When we have felt anger at someone, we need to get the fire out of our bosom quickly. It is hard to sleep when the mind is pursuing a foe. Why let an enemy invade the privacy of our bedroom? To hold on to anger against another “is to revenge the fault of others upon ourselves” (Pope). “Fence out your enemies by the golden bars of the sunset” (Talmage). For our own mental well-being, “let not the sun go down upon your wrath.”
Our anger needs to be calmed by sundown, secondly, for the good of our personal relationships. If during the day we give vent to anger in an improper way, confess it and rectify matters at the latest by nightfall. If possible, never let anyone leave our presence angry. For two people to be reconciled, they must be together. When the rift itself occurs, they are together, and possibly for the last time. Try to stay together till calm.
Elapsed time makes reconciliation harder. It is extremely difficult to cure long-continued animosity. The longer a rift continues, the harder it is to mend. Deal with breakdowns in relationships as quickly as possible. If we were in the wrong, ask God to give us humility to take the first step to make amends. If in the right, ask God to give us grace to still take the first step to make matters right. Ultimately, blame does not matter. A relationship, when broken, must not be sacrificed due to one’s stubbornness.
Leontius Patritius was one day unreasonably angry with John, Patriarch of Alexandria. At evening, the patriarch, the one wronged, sent a servant to Leontius with this message, “Sir, the sun is set.” Leontius was deeply smitten and immediately sought reconciliation.
Someone might say, “I get angry often, blow up, but then everyone knows it is over. That’s just my personality.” No, my friend, it is not over. When we explode, feelings are hurt, egos smashed. If we did right, if every night before going to bed we went to make things right with the one we offended, maybe we would soon tire of our temper tantrums. If we do not correct ourself, the habit and its resulting devastation will continue.
Our anger needs to be calmed by sundown, thirdly, for the good of our relationship with God. Zeroing in on a particular time of day provides us a daily built-in deadline for coming face to face with our innermost selves. We are thereby forced to take spiritual inventory on a regular basis.
Be careful with anger. If weak in this area, learn to avoid flammable situations at all costs, walk away, shrug things off, change the subject, count to 10. . .thousand.
Most importantly, muster spiritual resources. Confess temper fits are sin. This brings the battle into the spiritual realm, where God’s power flows. We get no help from God to overcome a particular evil till we admit it is sin. Never make excuses to justify fits of rage. Never be tempted to say, “But I was born like that.” As Christians, we are born again, and must let the second birth overcome the first. The new man must surmount the old. Never surrender and give up the battle. Pray by sundown. Retreat nightly to our heavenly seat, and ask God to crush this evil in us.
Every day, no later than sunset, take care of business. Be at peace with self, make matters right with others, conduct spiritual inventory and settle accounts with God. “Let not the sun go down upon your wrath.”

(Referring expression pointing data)
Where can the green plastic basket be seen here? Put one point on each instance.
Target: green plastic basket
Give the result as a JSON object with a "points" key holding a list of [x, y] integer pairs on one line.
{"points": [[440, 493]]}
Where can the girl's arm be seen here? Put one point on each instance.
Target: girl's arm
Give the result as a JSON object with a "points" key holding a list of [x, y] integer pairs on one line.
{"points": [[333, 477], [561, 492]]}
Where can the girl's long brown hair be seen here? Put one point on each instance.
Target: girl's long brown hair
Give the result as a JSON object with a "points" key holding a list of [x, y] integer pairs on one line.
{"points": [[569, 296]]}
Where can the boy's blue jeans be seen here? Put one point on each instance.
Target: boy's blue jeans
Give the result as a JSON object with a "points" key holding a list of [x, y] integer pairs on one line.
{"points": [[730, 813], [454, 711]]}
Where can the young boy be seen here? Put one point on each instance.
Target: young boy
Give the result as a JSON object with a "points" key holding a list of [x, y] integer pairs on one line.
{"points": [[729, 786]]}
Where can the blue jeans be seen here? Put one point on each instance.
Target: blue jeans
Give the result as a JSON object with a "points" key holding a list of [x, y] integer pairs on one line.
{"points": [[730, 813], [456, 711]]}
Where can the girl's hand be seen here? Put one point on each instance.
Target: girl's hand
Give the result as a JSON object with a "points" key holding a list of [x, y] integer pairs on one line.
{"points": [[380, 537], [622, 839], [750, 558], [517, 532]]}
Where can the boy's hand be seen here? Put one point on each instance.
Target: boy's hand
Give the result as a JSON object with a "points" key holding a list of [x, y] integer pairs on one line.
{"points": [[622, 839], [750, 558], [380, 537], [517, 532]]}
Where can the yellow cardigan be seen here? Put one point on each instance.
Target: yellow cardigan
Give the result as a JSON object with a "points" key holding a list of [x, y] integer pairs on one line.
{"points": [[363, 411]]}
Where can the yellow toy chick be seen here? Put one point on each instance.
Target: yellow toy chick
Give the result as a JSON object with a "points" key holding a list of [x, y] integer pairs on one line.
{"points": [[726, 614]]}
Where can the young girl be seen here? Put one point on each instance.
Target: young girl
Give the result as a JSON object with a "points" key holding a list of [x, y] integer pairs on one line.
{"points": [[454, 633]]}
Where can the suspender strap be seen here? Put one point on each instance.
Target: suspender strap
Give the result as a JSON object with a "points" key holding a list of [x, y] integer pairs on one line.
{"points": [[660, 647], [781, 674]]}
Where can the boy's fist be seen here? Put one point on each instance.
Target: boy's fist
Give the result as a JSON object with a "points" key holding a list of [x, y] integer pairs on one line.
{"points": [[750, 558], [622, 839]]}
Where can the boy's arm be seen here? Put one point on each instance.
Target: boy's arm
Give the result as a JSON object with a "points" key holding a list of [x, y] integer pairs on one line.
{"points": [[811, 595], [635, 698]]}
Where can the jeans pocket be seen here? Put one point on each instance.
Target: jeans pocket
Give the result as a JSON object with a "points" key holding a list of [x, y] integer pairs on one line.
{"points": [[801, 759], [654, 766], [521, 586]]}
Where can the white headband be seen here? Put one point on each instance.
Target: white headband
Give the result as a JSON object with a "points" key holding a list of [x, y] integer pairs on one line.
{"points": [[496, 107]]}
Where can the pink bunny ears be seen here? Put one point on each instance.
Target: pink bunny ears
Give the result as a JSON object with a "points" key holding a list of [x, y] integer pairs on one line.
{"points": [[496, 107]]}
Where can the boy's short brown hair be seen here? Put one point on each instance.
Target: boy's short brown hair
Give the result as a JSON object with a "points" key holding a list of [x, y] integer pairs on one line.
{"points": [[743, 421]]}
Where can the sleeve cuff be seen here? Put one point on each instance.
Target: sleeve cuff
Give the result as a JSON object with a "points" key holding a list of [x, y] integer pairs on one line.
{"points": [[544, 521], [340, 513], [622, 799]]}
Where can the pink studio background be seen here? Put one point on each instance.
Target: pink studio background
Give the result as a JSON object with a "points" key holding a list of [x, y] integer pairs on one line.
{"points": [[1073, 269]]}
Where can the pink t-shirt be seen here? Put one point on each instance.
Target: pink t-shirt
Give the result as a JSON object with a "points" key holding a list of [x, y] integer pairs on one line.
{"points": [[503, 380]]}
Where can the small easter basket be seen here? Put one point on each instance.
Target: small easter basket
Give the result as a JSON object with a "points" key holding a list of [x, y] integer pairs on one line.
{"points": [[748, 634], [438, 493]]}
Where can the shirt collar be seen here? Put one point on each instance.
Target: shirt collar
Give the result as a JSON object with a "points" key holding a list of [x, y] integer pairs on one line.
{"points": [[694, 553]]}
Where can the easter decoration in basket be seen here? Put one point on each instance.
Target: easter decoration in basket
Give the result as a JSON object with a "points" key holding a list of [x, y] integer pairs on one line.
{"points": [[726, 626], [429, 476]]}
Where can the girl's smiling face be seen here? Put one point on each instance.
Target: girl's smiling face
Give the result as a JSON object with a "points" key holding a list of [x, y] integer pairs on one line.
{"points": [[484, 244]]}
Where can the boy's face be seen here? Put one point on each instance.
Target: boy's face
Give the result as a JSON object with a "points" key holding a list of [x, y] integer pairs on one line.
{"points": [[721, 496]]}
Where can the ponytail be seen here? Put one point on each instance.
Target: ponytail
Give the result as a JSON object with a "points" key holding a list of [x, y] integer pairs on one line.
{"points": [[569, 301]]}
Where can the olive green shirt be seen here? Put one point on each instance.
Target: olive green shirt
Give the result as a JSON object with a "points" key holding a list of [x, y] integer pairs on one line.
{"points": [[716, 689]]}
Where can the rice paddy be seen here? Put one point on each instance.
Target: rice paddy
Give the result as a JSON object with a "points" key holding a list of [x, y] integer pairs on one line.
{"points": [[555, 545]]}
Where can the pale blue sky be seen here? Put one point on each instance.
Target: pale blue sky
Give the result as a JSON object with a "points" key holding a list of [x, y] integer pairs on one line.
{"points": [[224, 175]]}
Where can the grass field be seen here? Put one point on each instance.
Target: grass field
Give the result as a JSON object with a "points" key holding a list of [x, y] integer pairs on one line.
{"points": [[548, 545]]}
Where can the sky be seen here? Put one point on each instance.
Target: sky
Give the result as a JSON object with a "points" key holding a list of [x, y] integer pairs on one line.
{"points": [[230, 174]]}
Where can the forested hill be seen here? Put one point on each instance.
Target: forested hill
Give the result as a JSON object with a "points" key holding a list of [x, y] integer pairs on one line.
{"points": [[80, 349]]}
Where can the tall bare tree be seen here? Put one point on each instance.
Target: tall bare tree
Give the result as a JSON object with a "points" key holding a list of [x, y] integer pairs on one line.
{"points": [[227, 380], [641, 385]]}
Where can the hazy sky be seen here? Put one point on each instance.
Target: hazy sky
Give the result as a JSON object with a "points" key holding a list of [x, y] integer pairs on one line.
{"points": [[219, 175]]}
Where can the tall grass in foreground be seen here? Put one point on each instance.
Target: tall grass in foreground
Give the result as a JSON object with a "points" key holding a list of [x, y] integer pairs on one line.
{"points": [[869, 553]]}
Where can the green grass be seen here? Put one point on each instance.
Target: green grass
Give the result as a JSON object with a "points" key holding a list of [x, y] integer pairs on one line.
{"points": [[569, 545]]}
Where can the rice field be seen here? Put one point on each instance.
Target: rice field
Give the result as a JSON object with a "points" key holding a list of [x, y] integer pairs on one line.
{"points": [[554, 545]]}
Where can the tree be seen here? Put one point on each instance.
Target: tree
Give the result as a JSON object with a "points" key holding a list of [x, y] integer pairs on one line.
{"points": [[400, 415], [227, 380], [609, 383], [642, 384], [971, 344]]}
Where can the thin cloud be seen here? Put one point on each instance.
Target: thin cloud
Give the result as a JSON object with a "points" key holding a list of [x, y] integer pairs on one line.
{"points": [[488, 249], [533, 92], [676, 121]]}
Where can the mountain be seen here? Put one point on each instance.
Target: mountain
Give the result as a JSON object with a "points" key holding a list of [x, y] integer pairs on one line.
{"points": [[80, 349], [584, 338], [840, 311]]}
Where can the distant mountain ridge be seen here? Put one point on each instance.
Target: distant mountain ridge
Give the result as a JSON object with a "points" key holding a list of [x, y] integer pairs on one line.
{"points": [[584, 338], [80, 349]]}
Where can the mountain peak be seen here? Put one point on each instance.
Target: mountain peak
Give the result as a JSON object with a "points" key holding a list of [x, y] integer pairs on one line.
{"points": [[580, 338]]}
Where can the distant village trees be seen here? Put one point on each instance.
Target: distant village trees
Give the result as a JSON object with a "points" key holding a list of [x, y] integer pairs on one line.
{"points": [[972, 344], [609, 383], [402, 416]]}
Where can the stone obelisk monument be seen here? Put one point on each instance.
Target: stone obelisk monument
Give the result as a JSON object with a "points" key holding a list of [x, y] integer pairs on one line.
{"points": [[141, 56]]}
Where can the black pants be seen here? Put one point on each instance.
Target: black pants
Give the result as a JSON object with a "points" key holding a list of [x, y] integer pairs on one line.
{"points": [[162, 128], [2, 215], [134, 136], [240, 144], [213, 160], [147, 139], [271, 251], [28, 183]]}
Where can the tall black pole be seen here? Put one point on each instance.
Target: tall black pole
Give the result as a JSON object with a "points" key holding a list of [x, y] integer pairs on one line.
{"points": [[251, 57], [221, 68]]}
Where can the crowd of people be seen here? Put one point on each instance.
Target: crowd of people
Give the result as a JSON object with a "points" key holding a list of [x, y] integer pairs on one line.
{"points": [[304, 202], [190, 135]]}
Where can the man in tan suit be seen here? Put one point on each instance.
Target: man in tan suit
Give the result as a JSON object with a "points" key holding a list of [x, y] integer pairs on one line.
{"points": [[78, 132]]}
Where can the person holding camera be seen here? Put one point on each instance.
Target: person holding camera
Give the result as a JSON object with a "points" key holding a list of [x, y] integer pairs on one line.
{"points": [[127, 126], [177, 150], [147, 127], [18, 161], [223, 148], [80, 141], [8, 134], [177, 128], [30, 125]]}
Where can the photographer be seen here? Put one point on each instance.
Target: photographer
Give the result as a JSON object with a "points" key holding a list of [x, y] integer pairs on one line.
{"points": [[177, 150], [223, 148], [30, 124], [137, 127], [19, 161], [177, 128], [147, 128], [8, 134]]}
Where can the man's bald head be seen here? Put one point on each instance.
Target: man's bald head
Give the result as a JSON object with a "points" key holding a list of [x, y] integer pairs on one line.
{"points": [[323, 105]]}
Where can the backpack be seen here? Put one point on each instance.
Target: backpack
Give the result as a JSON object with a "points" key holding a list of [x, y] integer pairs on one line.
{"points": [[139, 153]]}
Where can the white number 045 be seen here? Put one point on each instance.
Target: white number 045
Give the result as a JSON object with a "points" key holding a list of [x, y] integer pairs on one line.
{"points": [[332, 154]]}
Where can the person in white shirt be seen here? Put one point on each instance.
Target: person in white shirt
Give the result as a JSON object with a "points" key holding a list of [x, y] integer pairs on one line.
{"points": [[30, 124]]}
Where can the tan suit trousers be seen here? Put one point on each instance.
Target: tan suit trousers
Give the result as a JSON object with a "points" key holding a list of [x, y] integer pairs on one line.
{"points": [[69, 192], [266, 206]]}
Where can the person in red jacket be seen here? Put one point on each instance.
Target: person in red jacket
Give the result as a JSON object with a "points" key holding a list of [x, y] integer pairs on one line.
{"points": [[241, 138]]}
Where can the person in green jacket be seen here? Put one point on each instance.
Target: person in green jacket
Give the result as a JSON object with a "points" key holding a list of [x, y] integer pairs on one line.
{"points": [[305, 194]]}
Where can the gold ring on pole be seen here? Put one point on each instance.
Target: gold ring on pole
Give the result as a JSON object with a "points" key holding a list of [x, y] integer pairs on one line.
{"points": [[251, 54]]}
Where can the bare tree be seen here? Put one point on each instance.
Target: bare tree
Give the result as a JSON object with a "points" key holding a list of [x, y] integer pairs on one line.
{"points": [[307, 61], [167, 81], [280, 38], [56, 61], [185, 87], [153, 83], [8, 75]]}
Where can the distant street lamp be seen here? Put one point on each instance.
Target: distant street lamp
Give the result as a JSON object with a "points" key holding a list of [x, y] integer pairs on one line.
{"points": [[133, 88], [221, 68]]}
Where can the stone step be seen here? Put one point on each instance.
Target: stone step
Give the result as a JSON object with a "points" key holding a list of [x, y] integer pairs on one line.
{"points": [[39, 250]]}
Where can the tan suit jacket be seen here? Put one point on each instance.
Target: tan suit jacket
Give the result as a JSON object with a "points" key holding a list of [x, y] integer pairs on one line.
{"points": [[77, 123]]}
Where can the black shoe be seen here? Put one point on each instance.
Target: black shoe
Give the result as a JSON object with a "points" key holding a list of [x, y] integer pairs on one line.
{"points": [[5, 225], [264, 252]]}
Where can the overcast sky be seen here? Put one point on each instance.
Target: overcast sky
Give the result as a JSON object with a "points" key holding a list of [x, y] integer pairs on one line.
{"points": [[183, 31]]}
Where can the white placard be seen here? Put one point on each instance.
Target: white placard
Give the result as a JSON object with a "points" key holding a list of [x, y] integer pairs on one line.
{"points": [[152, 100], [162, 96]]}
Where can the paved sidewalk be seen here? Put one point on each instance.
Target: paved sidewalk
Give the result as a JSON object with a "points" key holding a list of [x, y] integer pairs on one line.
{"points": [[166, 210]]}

» Problems and tasks:
1. Answer these from the text on anger:
(a) Who is quoted as saying to fence out enemies "by the golden bars of the sunset"?
(b) With whom was Leontius Patritius unreasonably angry?
(c) According to the text, what must the second birth overcome?
2. Return everything in the text on anger from "Be careful with" down to "10. . .thousand.", copied word for word.

» Results by task:
1.
(a) Talmage
(b) John, Patriarch of Alexandria
(c) The first birth

2.
Be careful with anger. If weak in this area, learn to avoid flammable situations at all costs, walk away, shrug things off, change the subject, count to 10. . .thousand.